[Shape boundary items]
• • • • •

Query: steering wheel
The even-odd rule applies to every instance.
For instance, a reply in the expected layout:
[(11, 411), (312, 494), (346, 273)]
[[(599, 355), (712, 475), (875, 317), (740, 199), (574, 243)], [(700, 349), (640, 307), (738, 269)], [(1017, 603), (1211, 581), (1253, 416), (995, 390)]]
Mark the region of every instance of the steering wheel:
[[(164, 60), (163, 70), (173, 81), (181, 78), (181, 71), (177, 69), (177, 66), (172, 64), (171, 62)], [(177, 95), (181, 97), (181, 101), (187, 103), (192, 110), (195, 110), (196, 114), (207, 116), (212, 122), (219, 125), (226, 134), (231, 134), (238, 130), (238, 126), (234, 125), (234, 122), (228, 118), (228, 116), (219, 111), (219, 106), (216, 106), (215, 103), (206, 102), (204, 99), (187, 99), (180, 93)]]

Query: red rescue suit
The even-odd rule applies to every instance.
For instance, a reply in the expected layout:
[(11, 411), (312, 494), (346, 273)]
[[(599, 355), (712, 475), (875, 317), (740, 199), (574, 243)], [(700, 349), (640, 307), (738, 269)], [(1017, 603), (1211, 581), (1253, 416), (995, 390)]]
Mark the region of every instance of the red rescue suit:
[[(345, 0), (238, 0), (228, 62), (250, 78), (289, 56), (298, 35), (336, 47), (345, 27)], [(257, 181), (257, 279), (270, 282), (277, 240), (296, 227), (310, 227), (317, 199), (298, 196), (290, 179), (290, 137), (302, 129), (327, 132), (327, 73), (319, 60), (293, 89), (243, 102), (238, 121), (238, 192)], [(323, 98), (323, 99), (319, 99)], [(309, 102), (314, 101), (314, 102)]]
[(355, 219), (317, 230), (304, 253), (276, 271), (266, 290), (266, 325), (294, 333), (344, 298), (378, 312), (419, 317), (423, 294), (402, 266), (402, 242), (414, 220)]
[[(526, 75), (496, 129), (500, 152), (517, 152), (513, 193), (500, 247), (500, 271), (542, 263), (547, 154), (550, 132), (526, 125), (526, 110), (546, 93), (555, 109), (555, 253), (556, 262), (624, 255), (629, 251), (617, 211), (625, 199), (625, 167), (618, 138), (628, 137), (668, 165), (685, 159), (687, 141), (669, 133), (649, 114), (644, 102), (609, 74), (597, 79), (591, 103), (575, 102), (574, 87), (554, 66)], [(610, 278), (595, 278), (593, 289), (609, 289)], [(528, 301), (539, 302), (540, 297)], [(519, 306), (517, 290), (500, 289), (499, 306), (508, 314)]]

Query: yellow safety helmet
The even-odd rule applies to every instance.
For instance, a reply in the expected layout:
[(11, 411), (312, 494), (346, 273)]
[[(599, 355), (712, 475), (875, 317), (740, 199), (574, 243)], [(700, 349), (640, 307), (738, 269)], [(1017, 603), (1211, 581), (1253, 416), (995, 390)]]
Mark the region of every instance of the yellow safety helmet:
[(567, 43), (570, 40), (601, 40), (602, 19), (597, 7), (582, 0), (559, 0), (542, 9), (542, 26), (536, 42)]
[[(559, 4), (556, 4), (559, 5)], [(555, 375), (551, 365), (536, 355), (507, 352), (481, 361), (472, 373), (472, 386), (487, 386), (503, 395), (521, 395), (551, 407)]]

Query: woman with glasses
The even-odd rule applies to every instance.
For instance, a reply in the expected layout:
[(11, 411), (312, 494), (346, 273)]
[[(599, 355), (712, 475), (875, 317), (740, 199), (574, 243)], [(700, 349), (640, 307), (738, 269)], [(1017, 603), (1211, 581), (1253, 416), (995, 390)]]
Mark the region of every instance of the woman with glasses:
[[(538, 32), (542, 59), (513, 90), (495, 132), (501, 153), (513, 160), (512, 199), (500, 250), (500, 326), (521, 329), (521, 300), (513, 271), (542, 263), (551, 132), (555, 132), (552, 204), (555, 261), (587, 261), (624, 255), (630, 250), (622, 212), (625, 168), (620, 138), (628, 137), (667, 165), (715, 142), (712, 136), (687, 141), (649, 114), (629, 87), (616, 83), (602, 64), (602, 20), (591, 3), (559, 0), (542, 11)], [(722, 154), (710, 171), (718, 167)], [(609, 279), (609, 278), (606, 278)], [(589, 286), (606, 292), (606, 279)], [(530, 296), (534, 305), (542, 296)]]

• • • • •

Task goal: Copy every one of the items above word for word, with no changes.

Task result:
Query: steering wheel
The even-odd rule applies to every instance.
For instance, a reply in the expected layout:
[(11, 411), (312, 494), (346, 273)]
[[(599, 355), (712, 475), (875, 317), (740, 199), (574, 243)], [(700, 349), (640, 307), (738, 269)], [(1017, 603), (1211, 581), (1253, 416), (995, 390)]]
Mark the region of every instance of the steering wheel:
[[(164, 60), (163, 70), (173, 81), (181, 78), (181, 71), (177, 69), (177, 66), (172, 64), (171, 62)], [(177, 95), (181, 97), (181, 101), (187, 103), (192, 110), (195, 110), (196, 114), (207, 116), (212, 122), (219, 125), (226, 134), (231, 134), (238, 130), (238, 126), (234, 125), (234, 122), (228, 118), (228, 116), (219, 111), (219, 106), (216, 106), (215, 103), (206, 102), (204, 99), (187, 99), (180, 93)]]

Query: red rescue suit
The even-odd rule applies to every instance.
For instance, a reply in the expected layout:
[(11, 411), (312, 494), (346, 273)]
[[(599, 355), (712, 475), (875, 317), (740, 199), (574, 243)], [(700, 349), (640, 307), (738, 269)], [(1017, 603), (1211, 581), (1253, 416), (995, 390)]]
Mark the region of every instance of the red rescue suit:
[[(345, 0), (238, 0), (228, 62), (250, 78), (289, 56), (298, 35), (336, 47), (345, 27)], [(257, 181), (257, 279), (270, 282), (277, 240), (296, 227), (310, 227), (317, 199), (298, 196), (290, 179), (290, 137), (302, 129), (327, 132), (327, 73), (319, 60), (293, 89), (243, 102), (238, 121), (238, 192)], [(323, 98), (323, 99), (319, 99)], [(309, 102), (314, 101), (314, 102)]]
[(355, 219), (317, 230), (304, 253), (276, 271), (266, 290), (266, 325), (294, 333), (344, 298), (378, 312), (419, 317), (423, 294), (402, 266), (402, 242), (414, 220)]
[[(526, 75), (496, 129), (500, 152), (517, 152), (513, 193), (500, 247), (500, 271), (542, 263), (547, 154), (550, 132), (526, 125), (526, 110), (546, 93), (555, 109), (555, 253), (556, 262), (624, 255), (629, 251), (617, 211), (625, 199), (625, 167), (618, 138), (628, 137), (668, 165), (685, 159), (687, 141), (669, 133), (649, 114), (644, 102), (609, 74), (597, 79), (591, 103), (575, 102), (574, 87), (554, 66)], [(610, 278), (595, 278), (593, 289), (609, 289)], [(528, 301), (539, 302), (540, 297)], [(519, 306), (517, 290), (500, 289), (499, 306), (508, 314)]]

Query: yellow safety helmet
The even-odd rule applies to every instance.
For instance, a reply in the expected layout:
[(11, 411), (312, 494), (346, 273)]
[[(599, 355), (712, 475), (875, 317), (740, 199), (574, 243)], [(700, 349), (640, 307), (738, 269)], [(1017, 603), (1211, 581), (1253, 416), (995, 390)]]
Mark the region of every instance of the yellow safety helmet:
[(567, 43), (570, 40), (601, 40), (602, 19), (597, 7), (582, 0), (559, 0), (542, 9), (542, 26), (536, 42)]
[[(559, 4), (556, 4), (559, 5)], [(555, 375), (551, 365), (536, 355), (507, 352), (481, 361), (472, 373), (472, 386), (487, 386), (503, 395), (521, 395), (551, 407)]]

Query: woman with glasses
The even-odd rule applies to every instance.
For instance, a reply in the expected layout:
[(11, 411), (312, 494), (346, 273)]
[[(599, 355), (712, 475), (875, 317), (740, 199), (574, 243)], [(700, 349), (640, 307), (738, 269)], [(1017, 603), (1211, 581), (1253, 416), (995, 390)]]
Mark the region of every instance of the woman with glasses:
[[(538, 32), (542, 59), (513, 90), (495, 132), (501, 153), (513, 160), (512, 199), (500, 250), (500, 326), (521, 329), (521, 300), (513, 271), (542, 263), (551, 132), (555, 132), (552, 204), (555, 261), (587, 261), (624, 255), (630, 250), (622, 212), (625, 168), (620, 138), (628, 137), (667, 165), (715, 142), (712, 136), (687, 141), (649, 114), (629, 87), (616, 83), (602, 64), (602, 20), (591, 3), (559, 0), (542, 11)], [(722, 154), (710, 171), (718, 167)], [(609, 279), (609, 278), (606, 278)], [(589, 286), (606, 292), (606, 279)], [(530, 296), (534, 305), (542, 296)]]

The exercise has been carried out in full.